═══ EXTRAIT FOURNI

La jurisprudence francophone des Cours suprêmes


recherche avancée

01/02/2024 | FRANCE | N°22LY02992

France | France, Cour administrative d'appel, 7ème chambre, 01 février 2024, 22LY02992


Vu la procédure suivante :



Procédure contentieuse antérieure



M. C... a demandé au tribunal administratif de Lyon d'annuler l'arrêté du 28 janvier 2022 par lequel le préfet de l'Ardèche a refusé de lui délivrer un titre de séjour, l'a obligé à quitter le territoire français dans un délai de trente jours et a fixé le pays à destination duquel il pourra être éloigné d'office.



Par un jugement n° 2203108 du 12 juillet 2022, le tribunal a rejeté sa demande.



Procédure devant la cour



Par une requête enregistrée le 12 octobre 2022, M. A..., représenté par Me Lantheaume, demande à la cour :

1°) d'annuler c...

══════
═══ DONNÉES FOURNIES

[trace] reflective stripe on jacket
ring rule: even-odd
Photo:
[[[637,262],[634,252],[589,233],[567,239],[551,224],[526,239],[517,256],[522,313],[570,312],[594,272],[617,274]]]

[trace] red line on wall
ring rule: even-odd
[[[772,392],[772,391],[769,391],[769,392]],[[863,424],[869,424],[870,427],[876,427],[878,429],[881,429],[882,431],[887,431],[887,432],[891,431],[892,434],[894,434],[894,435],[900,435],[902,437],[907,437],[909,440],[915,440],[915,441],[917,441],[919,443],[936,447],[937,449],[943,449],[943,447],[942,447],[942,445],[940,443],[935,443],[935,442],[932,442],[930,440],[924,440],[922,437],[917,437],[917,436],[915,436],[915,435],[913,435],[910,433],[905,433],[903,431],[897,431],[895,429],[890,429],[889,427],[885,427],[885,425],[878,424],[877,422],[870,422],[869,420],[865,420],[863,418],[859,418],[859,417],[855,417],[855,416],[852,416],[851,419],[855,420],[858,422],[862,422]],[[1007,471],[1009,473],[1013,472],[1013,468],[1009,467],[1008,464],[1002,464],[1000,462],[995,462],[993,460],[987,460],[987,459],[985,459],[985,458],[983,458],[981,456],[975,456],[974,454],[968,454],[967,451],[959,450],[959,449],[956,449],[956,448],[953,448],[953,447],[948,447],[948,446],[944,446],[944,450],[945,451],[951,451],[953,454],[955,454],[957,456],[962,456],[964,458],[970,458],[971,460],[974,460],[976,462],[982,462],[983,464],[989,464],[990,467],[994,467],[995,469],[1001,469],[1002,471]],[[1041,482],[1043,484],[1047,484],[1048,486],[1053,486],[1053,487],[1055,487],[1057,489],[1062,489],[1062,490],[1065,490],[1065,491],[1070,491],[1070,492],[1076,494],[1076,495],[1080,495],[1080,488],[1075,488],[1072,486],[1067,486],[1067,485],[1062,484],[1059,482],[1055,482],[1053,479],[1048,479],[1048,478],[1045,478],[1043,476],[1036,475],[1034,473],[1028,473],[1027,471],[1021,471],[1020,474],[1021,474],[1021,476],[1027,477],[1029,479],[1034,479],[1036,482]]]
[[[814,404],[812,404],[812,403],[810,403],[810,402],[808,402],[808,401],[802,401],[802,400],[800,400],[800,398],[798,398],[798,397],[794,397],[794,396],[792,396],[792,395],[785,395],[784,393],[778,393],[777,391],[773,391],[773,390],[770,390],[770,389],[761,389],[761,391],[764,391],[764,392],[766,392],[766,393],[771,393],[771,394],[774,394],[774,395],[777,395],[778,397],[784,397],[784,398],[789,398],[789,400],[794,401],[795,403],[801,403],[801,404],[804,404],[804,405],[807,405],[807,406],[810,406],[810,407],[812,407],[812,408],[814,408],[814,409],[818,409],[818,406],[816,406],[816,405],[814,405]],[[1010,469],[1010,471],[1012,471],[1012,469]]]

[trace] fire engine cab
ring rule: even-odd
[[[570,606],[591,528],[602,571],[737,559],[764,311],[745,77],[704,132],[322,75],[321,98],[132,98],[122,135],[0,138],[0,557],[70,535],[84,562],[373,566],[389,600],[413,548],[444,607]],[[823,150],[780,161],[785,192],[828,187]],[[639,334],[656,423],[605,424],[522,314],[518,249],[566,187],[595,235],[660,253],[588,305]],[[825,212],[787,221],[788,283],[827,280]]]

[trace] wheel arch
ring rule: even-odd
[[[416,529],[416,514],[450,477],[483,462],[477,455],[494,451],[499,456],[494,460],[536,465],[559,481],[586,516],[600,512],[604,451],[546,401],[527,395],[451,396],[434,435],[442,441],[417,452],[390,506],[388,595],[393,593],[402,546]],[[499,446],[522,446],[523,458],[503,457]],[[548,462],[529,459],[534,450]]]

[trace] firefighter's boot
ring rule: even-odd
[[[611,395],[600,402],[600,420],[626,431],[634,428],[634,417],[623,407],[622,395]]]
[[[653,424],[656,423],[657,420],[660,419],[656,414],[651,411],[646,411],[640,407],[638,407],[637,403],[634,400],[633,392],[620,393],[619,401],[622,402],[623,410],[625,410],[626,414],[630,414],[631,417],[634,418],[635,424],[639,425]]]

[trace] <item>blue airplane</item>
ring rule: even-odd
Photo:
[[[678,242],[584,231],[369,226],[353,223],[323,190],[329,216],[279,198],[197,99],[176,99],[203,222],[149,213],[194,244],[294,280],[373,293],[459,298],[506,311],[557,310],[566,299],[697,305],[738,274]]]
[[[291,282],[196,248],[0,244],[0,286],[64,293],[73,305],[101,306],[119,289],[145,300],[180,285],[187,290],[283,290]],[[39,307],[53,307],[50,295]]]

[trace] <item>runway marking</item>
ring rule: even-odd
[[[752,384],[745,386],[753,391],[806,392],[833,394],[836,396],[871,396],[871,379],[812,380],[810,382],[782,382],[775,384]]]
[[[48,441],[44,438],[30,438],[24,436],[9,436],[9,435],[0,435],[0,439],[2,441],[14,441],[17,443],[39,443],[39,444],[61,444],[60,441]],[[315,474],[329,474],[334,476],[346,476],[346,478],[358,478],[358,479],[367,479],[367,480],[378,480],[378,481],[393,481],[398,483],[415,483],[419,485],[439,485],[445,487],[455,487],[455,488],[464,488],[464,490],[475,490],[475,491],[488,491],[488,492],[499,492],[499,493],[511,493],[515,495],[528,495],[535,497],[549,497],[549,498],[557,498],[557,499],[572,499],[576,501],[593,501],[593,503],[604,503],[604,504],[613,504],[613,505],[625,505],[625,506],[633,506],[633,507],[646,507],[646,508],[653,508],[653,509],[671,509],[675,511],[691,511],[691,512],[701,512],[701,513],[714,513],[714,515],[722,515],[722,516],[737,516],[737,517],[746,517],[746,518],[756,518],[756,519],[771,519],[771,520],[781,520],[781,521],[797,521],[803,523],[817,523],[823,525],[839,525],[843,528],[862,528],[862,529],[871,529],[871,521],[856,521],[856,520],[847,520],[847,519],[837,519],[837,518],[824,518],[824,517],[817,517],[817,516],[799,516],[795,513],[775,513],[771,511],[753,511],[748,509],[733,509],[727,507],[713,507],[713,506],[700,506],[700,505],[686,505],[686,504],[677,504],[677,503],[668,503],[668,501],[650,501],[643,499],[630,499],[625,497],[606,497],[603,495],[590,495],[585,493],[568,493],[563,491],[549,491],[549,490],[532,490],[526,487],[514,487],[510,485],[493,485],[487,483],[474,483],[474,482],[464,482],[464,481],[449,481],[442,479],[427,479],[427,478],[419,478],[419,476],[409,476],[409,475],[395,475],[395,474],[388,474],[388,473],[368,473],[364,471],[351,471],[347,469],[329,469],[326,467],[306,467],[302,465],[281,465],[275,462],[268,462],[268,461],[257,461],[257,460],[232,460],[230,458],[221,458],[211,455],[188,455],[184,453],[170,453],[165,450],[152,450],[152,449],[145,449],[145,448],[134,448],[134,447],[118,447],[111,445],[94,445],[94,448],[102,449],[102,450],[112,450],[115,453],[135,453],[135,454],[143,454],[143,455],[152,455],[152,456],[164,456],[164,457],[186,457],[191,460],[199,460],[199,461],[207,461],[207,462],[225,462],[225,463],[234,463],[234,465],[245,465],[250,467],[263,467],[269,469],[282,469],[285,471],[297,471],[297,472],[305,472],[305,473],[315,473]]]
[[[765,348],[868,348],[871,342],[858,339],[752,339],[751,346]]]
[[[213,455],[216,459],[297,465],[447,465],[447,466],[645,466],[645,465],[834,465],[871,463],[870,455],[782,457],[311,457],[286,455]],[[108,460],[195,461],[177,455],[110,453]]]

══════

Relevez toutes les dates distinctes que mentionne l'extrait fourni. Une date écrite sous deux formes ne compte qu'une fois. Les lignes n'ont aucun rôle dans ce travail.

SOLUTION PROPOSÉE:
- 1er février 2024
- 28 janvier 2022
- 12 juillet 2022
- 12 octobre 2022